▼

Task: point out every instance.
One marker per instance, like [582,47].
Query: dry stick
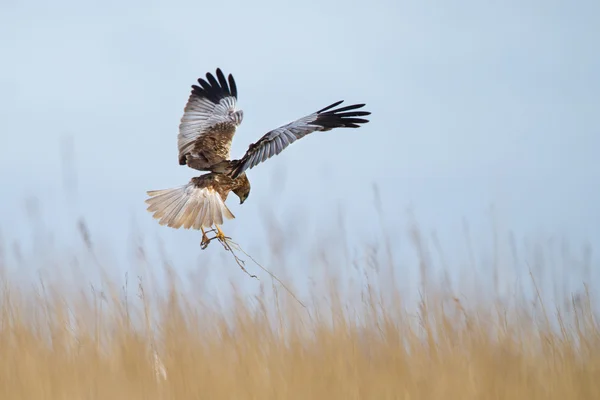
[227,245]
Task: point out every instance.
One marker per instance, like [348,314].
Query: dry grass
[95,345]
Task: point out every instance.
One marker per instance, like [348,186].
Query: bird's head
[242,187]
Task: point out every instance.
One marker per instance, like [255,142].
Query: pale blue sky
[472,103]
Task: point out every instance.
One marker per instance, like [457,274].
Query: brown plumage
[206,131]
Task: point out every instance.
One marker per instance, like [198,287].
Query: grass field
[87,345]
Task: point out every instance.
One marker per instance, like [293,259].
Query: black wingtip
[215,89]
[343,117]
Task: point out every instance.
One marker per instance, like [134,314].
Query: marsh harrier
[206,130]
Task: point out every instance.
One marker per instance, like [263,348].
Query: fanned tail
[188,206]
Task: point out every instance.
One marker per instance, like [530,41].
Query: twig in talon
[238,260]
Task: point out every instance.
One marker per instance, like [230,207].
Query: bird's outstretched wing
[209,122]
[195,205]
[278,139]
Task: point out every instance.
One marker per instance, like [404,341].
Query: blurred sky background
[474,105]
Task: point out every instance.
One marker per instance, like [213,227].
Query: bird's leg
[220,234]
[205,240]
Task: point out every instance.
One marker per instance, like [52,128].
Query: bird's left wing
[278,139]
[210,115]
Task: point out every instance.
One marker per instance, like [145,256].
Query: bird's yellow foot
[220,234]
[205,240]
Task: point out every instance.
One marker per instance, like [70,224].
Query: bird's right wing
[278,139]
[195,205]
[210,115]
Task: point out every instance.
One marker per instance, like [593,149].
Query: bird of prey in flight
[206,130]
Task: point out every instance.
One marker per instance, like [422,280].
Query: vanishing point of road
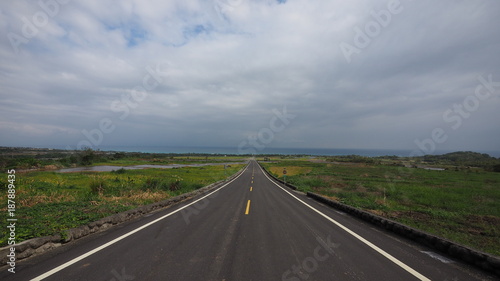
[251,228]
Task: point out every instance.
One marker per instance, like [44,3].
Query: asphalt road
[249,229]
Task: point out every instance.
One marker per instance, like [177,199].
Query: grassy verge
[49,202]
[463,206]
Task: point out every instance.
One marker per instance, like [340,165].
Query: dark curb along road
[251,228]
[480,259]
[40,245]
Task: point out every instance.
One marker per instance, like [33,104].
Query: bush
[97,185]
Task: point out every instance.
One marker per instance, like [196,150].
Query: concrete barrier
[36,246]
[474,257]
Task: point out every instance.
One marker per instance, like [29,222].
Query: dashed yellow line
[248,208]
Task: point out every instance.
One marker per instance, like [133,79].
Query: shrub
[97,185]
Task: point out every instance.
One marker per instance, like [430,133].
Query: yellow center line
[248,208]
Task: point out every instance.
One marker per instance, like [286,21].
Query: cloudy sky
[240,73]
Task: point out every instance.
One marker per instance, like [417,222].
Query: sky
[417,75]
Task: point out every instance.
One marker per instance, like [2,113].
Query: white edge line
[380,251]
[79,258]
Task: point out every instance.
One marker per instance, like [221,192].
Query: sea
[273,151]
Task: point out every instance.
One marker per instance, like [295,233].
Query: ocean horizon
[272,150]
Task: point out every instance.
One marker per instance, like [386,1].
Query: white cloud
[227,64]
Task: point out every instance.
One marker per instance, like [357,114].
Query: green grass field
[463,206]
[50,202]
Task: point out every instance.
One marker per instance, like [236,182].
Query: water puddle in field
[136,167]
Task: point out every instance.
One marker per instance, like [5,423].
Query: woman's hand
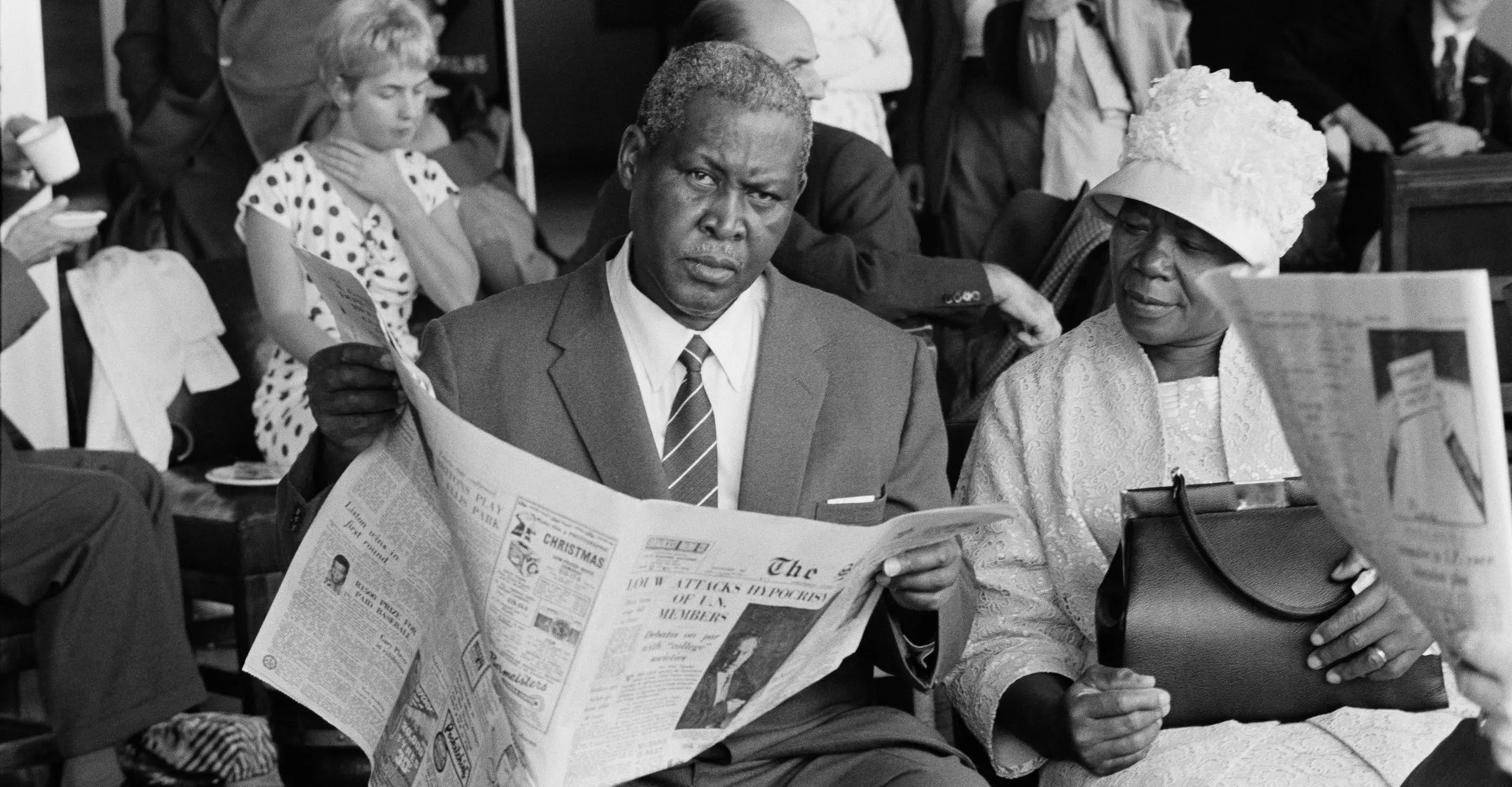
[1113,716]
[1375,635]
[1494,697]
[368,173]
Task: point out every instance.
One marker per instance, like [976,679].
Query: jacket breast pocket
[852,513]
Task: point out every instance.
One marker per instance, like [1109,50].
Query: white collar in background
[658,340]
[1445,28]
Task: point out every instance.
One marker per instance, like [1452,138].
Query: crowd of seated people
[754,323]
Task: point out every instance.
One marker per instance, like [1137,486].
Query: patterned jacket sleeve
[1018,629]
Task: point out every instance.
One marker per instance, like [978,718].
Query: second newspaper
[469,613]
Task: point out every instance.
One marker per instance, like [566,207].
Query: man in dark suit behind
[679,364]
[1400,76]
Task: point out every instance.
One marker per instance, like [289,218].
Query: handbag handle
[1189,521]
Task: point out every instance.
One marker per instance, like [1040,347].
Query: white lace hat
[1221,155]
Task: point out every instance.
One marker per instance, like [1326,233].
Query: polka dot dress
[292,191]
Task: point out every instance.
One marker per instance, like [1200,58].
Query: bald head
[773,28]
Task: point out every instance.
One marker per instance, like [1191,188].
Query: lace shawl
[1065,432]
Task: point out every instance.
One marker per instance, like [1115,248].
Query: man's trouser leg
[79,548]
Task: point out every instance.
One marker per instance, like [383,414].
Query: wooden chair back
[1448,214]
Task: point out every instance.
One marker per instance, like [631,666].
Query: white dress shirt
[729,374]
[1445,28]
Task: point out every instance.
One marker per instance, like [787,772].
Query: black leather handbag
[1216,591]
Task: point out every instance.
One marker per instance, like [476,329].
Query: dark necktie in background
[1448,85]
[690,457]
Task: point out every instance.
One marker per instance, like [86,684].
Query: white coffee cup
[50,149]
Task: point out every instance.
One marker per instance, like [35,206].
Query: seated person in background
[864,53]
[359,200]
[1400,76]
[852,232]
[87,542]
[767,397]
[1213,174]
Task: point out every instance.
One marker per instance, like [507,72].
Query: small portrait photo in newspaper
[758,643]
[336,575]
[1428,418]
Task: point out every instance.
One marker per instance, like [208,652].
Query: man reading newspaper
[681,365]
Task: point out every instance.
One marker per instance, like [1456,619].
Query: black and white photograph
[723,281]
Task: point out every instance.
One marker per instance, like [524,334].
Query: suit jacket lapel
[785,405]
[598,386]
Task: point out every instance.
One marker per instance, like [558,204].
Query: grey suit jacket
[844,405]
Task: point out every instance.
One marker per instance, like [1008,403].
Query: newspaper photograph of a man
[1428,417]
[757,647]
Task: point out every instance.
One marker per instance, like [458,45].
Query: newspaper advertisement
[543,629]
[1389,394]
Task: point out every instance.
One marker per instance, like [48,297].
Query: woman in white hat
[1211,174]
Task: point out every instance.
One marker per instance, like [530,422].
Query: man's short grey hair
[732,71]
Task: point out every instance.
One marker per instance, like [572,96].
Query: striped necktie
[1451,88]
[690,457]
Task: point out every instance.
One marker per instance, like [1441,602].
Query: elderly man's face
[709,206]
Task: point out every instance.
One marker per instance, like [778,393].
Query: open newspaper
[472,615]
[1389,392]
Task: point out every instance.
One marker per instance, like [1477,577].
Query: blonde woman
[360,200]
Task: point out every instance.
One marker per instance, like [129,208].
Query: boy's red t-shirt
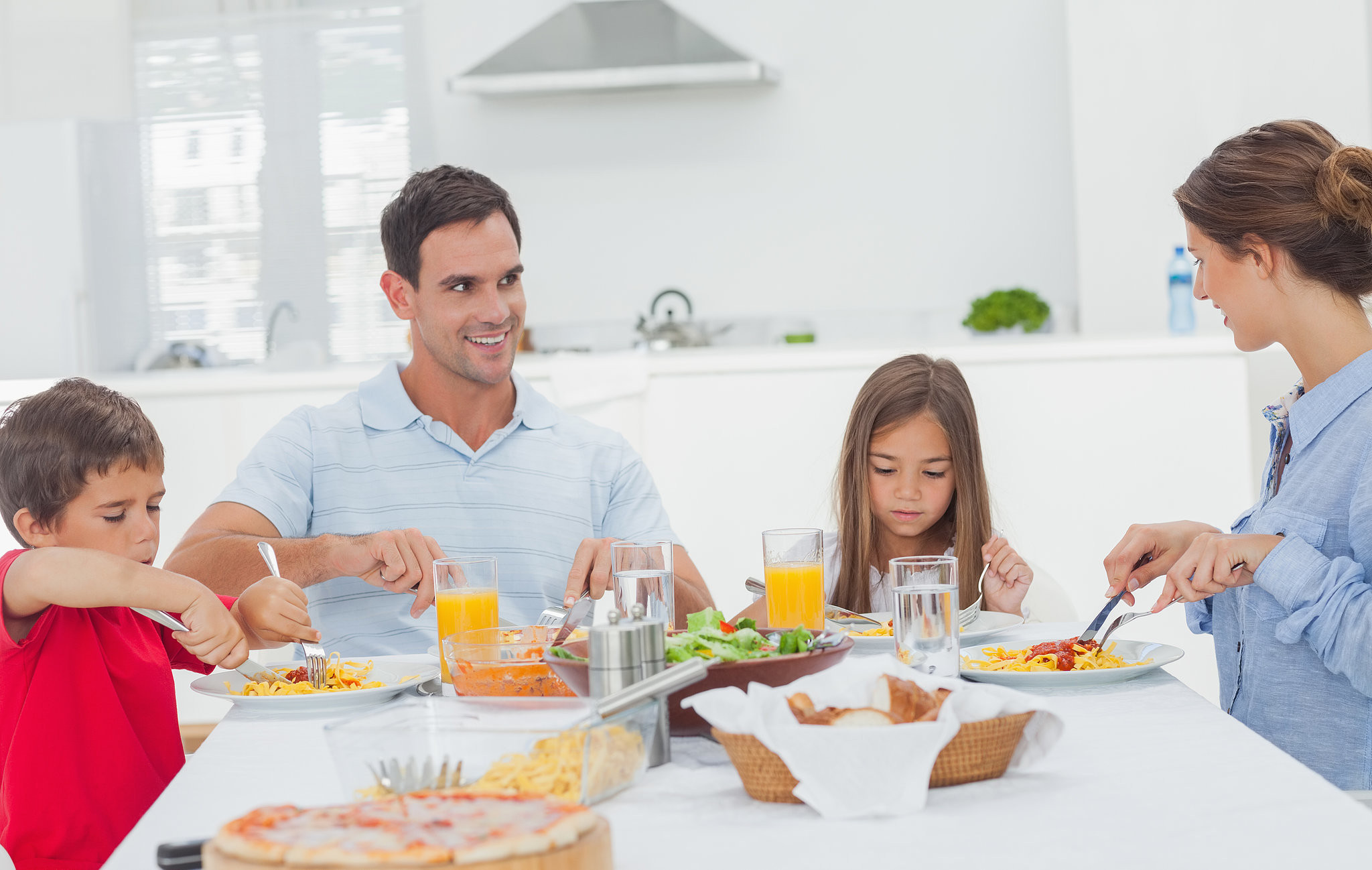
[88,731]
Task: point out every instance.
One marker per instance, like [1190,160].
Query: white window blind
[217,109]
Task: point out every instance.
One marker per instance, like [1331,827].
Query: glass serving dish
[531,747]
[504,662]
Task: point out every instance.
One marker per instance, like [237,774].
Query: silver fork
[1124,619]
[413,775]
[969,614]
[316,660]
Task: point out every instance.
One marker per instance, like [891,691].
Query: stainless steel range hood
[611,46]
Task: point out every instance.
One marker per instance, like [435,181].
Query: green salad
[709,635]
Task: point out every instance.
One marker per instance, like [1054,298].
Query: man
[452,453]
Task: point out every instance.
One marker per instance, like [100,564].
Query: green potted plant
[1006,309]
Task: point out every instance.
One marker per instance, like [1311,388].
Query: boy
[88,727]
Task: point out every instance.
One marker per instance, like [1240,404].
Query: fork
[412,777]
[1124,619]
[316,660]
[969,614]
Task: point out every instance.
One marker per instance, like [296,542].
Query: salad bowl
[685,722]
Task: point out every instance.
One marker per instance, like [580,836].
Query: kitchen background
[188,182]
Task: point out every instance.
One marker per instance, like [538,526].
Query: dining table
[1146,774]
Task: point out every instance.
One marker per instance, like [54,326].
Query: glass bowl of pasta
[350,682]
[1064,662]
[504,662]
[484,748]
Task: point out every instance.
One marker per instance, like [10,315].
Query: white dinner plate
[985,625]
[1129,651]
[398,677]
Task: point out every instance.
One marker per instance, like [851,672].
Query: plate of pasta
[352,682]
[1064,662]
[869,639]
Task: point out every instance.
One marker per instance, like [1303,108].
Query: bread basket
[979,751]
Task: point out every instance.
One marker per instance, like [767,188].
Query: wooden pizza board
[590,853]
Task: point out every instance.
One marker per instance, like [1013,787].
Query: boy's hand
[214,637]
[275,611]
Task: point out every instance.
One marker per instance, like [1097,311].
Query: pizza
[408,830]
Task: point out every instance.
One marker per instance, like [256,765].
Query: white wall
[912,157]
[1154,88]
[65,60]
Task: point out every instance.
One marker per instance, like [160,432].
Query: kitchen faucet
[271,323]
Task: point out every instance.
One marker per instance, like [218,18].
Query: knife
[249,669]
[575,617]
[1099,621]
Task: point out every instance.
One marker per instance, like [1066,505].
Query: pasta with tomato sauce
[1068,655]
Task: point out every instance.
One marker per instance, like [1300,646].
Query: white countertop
[1148,774]
[683,361]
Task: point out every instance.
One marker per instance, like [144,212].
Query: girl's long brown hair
[898,391]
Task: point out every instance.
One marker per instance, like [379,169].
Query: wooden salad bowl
[687,722]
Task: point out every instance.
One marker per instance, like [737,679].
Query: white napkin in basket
[872,771]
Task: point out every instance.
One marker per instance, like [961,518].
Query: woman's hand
[1148,552]
[1213,563]
[1008,576]
[275,613]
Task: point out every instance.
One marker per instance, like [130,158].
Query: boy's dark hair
[54,441]
[435,198]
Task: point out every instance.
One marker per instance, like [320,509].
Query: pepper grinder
[652,640]
[616,656]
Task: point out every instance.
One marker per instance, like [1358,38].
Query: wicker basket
[979,751]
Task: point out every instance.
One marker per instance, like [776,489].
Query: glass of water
[642,574]
[927,625]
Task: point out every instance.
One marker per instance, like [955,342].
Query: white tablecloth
[1148,774]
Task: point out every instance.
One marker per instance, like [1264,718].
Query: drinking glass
[795,572]
[927,626]
[467,595]
[642,574]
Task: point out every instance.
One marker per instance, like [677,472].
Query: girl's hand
[1148,552]
[1008,576]
[214,637]
[275,611]
[1213,563]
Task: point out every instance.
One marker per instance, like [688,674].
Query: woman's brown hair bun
[1296,187]
[1344,186]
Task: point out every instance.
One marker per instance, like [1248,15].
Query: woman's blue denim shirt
[1296,645]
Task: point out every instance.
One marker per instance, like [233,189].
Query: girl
[910,482]
[1279,220]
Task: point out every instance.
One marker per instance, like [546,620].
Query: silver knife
[575,617]
[1099,621]
[249,669]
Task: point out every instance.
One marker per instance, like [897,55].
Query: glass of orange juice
[793,567]
[466,591]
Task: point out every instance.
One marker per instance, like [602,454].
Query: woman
[1279,220]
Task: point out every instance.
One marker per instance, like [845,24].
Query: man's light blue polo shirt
[374,461]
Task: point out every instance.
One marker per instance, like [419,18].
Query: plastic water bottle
[1183,316]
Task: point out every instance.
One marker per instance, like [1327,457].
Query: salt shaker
[652,640]
[616,656]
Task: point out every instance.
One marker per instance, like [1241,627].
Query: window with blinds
[228,115]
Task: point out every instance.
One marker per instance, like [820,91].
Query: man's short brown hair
[54,441]
[435,198]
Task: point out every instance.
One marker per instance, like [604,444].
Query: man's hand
[395,560]
[590,570]
[275,611]
[214,637]
[1148,552]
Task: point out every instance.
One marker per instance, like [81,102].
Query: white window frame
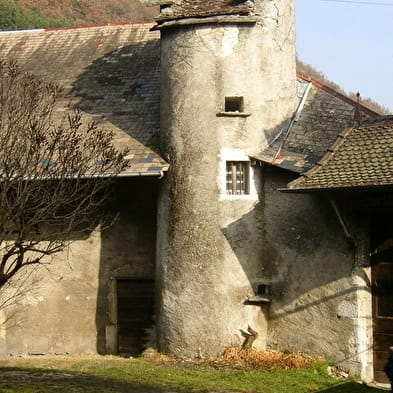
[235,155]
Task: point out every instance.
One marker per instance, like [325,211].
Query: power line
[360,2]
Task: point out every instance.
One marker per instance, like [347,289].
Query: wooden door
[382,295]
[135,309]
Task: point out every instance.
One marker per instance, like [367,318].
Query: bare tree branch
[55,172]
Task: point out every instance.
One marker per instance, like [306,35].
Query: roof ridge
[39,30]
[325,159]
[101,25]
[336,93]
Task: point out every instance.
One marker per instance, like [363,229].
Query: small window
[234,104]
[237,181]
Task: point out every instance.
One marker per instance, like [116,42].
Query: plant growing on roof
[55,172]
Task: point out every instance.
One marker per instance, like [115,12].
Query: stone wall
[68,305]
[210,244]
[315,284]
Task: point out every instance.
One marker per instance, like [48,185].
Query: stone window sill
[233,114]
[257,300]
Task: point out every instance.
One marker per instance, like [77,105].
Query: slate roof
[361,157]
[203,8]
[112,72]
[322,113]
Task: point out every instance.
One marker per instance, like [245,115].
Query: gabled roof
[361,157]
[321,114]
[178,9]
[112,72]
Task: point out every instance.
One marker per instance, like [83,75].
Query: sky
[350,42]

▲

▶ [Requirement] Extract from the records above the lines from the one containing "One marker per instance, like [580,836]." to the one containing "One marker per instance, like [767,188].", both lines included, exactly as they appear and with nothing else.

▶ [Result below]
One marker per instance, like [580,836].
Query: kitchen background
[188,182]
Task: point out every instance.
One marker per instance, like [538,526].
Query: dining table
[1146,774]
Task: point out every instance.
One marker per instance, like [54,326].
Query: glass bowl of pasta
[350,682]
[1064,662]
[504,662]
[484,748]
Task: point out every instance.
One marker per instance, like [10,315].
Query: white dinner plate
[985,625]
[1129,651]
[398,677]
Task: point out every instance.
One marker per instance, like [851,672].
Query: plate of pasta
[352,682]
[1064,662]
[869,639]
Task: point out every instance.
One marker per instance, like [1303,108].
Query: bread basket
[979,751]
Task: point out every instance.
One marker per instance, like [767,188].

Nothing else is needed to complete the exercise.